#### DATA RECORDS:
—————
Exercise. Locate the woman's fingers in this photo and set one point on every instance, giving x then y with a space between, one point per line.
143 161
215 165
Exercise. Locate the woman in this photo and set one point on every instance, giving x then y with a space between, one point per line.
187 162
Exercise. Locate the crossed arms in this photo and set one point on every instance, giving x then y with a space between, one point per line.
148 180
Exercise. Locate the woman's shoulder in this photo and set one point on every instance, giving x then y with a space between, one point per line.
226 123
—————
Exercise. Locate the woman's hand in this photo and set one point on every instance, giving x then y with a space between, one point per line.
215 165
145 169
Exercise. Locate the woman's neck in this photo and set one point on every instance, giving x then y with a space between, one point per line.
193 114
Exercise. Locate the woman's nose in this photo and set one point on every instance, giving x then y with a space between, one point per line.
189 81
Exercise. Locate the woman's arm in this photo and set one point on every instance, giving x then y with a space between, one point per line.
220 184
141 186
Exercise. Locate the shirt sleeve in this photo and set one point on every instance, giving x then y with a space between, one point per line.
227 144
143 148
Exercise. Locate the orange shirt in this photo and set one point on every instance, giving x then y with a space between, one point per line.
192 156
—————
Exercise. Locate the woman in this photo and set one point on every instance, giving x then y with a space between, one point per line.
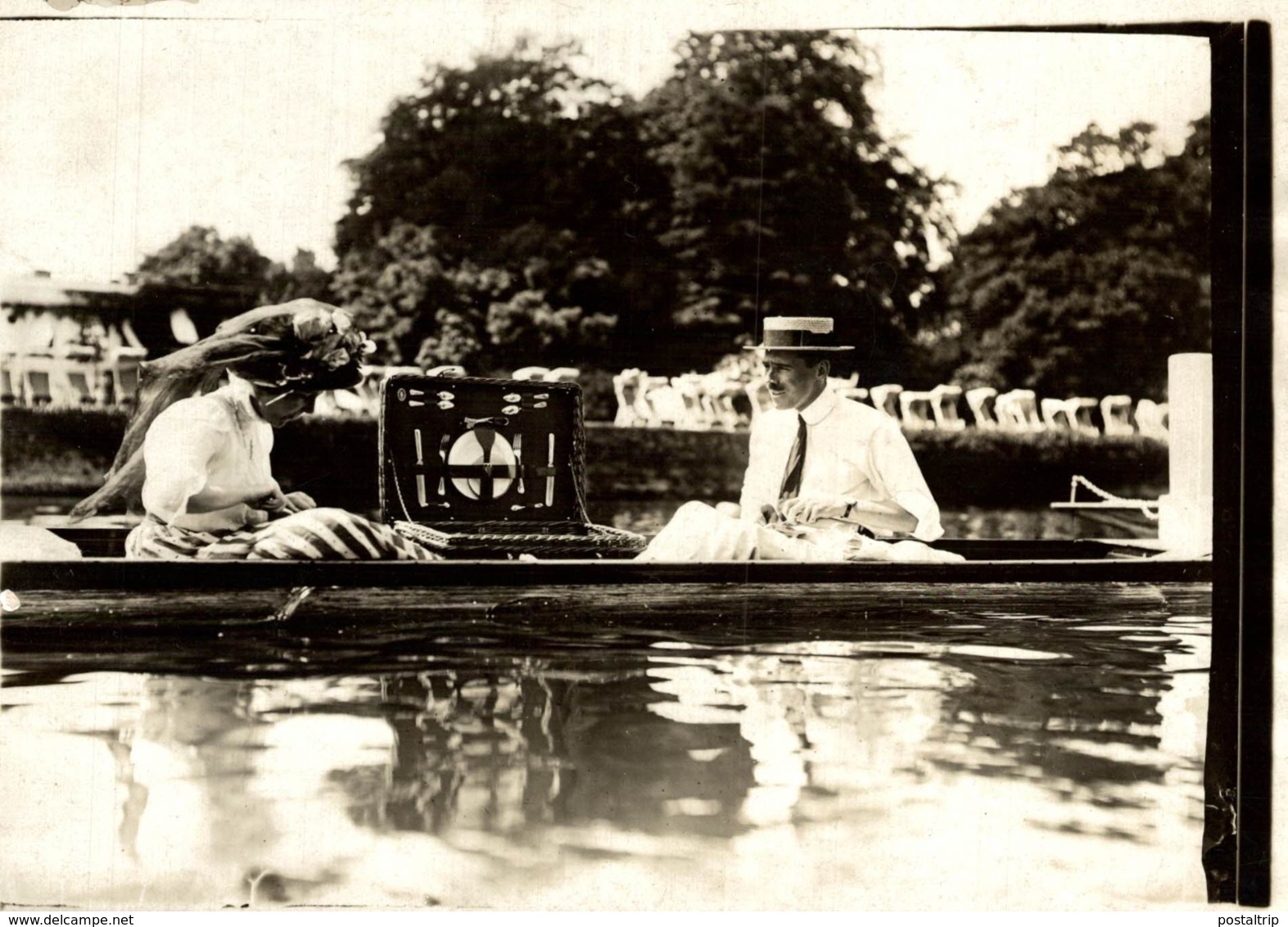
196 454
—————
Count the lines in the items above that contain the string "woman". Reply with that number alone.

8